__Work to do__.
Print every line of the data below verbatim, changing nothing.

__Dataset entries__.

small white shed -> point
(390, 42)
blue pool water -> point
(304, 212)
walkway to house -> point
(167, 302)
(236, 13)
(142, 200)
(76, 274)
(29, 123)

__Exercise result__.
small white shed -> point
(390, 42)
blue pool water -> point
(304, 212)
walkway to house -> point
(167, 302)
(236, 13)
(142, 200)
(76, 274)
(29, 123)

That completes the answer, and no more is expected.